Exercise directions: For the string "stone", find every matching line in the records and copy it.

--- Provided material Enclosed Below ---

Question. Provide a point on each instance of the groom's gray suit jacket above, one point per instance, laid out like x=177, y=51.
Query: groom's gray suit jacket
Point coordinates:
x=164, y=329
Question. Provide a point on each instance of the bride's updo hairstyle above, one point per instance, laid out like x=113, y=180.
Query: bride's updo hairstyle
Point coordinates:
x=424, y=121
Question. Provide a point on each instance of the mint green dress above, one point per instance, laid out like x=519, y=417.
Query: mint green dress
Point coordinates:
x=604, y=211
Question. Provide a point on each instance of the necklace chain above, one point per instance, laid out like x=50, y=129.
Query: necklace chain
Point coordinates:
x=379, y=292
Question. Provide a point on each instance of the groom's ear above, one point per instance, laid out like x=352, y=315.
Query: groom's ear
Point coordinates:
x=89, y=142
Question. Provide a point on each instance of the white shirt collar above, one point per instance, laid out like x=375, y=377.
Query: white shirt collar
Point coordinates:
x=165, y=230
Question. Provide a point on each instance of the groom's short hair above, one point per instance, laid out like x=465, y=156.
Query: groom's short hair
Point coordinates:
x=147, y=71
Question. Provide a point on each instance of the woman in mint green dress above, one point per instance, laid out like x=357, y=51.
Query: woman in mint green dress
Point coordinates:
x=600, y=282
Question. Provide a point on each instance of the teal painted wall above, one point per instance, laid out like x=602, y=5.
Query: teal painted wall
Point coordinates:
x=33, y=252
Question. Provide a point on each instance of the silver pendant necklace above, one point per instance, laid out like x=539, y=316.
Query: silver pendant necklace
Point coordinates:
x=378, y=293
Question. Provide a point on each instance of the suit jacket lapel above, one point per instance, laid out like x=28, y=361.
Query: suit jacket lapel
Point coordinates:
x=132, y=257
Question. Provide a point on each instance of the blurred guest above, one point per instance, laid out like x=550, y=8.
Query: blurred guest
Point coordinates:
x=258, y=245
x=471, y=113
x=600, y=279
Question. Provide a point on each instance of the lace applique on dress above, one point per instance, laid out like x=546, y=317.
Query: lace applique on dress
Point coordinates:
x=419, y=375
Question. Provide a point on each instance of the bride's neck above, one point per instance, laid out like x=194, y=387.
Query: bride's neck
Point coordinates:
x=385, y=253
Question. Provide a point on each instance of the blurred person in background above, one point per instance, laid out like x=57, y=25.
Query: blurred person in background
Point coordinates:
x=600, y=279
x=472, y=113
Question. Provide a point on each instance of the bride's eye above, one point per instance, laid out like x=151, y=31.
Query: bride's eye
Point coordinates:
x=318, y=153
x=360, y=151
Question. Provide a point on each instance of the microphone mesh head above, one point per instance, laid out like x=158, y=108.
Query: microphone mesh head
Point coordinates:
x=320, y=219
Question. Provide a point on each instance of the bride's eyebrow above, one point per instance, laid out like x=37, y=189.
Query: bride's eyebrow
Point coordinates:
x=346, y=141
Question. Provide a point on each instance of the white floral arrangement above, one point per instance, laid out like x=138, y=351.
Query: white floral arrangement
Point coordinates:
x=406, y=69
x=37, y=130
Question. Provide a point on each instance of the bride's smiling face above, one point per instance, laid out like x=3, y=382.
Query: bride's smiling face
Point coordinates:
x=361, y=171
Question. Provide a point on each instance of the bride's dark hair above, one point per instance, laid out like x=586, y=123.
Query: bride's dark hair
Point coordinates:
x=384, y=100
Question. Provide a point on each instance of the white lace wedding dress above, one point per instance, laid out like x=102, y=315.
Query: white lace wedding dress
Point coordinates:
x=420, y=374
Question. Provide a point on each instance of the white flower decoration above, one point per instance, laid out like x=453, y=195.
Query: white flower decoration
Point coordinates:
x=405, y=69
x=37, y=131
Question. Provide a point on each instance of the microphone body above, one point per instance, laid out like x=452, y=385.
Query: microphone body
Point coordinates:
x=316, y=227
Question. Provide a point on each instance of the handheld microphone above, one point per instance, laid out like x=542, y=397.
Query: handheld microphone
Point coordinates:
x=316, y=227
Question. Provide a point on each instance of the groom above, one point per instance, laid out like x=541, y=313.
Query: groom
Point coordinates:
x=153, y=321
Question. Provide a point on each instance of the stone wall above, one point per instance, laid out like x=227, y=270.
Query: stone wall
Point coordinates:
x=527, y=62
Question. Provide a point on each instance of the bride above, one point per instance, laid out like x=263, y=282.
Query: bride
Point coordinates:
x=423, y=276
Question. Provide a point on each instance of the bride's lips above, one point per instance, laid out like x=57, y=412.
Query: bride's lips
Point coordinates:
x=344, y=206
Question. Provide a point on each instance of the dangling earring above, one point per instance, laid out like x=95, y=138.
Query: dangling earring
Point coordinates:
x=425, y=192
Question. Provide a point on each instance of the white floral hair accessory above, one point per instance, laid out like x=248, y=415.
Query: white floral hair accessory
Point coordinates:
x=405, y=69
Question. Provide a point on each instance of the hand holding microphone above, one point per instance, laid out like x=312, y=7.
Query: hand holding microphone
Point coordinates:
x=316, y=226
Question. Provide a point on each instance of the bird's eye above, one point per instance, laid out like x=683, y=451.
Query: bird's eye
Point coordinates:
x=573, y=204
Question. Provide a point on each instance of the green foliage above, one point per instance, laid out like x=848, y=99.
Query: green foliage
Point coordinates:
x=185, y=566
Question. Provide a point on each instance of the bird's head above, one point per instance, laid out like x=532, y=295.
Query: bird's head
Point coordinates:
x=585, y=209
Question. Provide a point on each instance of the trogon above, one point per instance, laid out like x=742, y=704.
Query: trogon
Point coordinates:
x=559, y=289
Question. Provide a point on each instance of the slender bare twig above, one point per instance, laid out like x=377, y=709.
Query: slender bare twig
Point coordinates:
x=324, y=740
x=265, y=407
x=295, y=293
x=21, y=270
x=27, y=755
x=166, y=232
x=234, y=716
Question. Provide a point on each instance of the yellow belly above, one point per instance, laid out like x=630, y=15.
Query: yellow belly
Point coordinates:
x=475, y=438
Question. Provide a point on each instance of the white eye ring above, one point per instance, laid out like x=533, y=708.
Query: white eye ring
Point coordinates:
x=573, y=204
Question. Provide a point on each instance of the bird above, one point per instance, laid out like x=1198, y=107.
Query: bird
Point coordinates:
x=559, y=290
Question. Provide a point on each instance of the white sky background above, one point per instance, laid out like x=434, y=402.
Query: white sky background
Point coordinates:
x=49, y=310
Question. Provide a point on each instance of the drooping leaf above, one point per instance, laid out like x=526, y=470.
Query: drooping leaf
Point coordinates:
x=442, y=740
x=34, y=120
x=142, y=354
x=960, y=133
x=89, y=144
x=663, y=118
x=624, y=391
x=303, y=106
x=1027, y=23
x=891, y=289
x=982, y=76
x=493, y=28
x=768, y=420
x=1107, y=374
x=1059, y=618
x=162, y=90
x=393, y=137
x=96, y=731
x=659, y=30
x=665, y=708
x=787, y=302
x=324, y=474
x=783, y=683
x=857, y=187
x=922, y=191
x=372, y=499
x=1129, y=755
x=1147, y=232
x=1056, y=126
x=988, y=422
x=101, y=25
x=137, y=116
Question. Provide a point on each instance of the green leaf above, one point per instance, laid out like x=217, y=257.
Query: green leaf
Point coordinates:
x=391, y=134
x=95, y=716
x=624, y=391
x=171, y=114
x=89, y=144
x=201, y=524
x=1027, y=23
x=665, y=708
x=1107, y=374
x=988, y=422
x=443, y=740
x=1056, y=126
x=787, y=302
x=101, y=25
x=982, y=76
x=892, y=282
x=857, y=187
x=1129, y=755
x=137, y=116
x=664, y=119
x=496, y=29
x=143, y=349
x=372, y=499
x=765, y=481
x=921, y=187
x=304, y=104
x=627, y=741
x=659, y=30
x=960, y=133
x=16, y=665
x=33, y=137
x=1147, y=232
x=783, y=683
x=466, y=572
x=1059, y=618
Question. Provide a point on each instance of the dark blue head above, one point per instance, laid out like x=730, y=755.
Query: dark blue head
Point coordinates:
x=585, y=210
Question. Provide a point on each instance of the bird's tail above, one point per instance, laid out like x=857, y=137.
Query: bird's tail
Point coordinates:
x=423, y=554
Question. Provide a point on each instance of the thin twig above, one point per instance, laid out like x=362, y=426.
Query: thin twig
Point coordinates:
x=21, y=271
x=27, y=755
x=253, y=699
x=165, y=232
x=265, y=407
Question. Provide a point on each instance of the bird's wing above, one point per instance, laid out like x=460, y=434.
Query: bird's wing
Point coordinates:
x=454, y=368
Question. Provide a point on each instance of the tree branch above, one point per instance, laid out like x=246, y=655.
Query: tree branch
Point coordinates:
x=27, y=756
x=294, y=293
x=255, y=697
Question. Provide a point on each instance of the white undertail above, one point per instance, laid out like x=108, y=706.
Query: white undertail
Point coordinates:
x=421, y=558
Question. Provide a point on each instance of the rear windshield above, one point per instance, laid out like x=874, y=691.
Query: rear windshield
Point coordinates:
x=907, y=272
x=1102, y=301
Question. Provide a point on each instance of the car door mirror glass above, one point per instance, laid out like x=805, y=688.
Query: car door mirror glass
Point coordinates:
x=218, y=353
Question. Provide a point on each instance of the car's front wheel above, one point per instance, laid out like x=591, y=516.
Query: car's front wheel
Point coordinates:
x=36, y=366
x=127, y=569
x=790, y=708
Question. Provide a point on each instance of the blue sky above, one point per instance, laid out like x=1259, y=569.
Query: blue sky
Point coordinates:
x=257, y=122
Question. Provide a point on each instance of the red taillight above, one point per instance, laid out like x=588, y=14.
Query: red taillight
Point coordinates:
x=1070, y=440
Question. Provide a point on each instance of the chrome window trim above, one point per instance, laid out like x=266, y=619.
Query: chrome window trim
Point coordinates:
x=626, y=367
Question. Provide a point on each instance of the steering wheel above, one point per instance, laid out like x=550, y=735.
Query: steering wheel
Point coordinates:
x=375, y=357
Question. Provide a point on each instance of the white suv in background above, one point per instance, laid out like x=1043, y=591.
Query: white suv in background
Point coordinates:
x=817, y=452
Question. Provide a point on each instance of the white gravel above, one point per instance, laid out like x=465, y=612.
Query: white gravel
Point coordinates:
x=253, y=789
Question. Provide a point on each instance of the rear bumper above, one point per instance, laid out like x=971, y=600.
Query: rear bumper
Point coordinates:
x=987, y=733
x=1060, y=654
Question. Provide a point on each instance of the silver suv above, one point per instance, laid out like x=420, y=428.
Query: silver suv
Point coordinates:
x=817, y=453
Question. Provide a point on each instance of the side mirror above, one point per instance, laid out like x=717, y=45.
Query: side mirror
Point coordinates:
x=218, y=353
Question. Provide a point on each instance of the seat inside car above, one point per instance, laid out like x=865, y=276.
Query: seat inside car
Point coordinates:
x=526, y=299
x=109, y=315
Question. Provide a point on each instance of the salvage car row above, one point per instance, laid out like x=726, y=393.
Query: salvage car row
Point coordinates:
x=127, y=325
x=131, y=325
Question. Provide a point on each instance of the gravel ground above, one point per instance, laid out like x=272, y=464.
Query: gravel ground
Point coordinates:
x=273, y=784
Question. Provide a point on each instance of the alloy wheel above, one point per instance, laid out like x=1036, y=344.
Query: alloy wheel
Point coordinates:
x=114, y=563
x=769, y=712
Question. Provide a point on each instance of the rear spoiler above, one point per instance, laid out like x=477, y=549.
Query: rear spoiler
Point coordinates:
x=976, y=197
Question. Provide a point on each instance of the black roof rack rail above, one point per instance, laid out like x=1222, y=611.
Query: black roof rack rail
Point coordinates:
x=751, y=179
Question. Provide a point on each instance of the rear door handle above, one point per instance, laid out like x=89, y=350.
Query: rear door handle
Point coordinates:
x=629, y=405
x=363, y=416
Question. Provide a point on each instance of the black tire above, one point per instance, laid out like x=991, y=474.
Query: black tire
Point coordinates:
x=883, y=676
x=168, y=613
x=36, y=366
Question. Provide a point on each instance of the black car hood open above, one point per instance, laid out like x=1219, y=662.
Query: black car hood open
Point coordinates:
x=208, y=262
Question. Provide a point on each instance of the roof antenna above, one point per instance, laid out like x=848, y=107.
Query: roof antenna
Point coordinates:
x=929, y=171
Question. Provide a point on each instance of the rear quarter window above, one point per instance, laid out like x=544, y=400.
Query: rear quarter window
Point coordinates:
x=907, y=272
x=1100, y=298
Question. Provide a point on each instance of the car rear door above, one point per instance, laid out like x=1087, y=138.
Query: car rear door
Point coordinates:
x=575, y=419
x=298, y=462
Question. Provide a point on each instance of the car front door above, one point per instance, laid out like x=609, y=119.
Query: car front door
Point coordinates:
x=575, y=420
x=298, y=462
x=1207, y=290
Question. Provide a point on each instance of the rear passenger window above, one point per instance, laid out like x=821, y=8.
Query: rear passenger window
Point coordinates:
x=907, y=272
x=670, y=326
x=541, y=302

--- End of Enclosed Provided material ---

Answer section:
Question. Provide a point on each instance of the stone wall above, one point per instance, laid out like x=227, y=270.
Query: stone wall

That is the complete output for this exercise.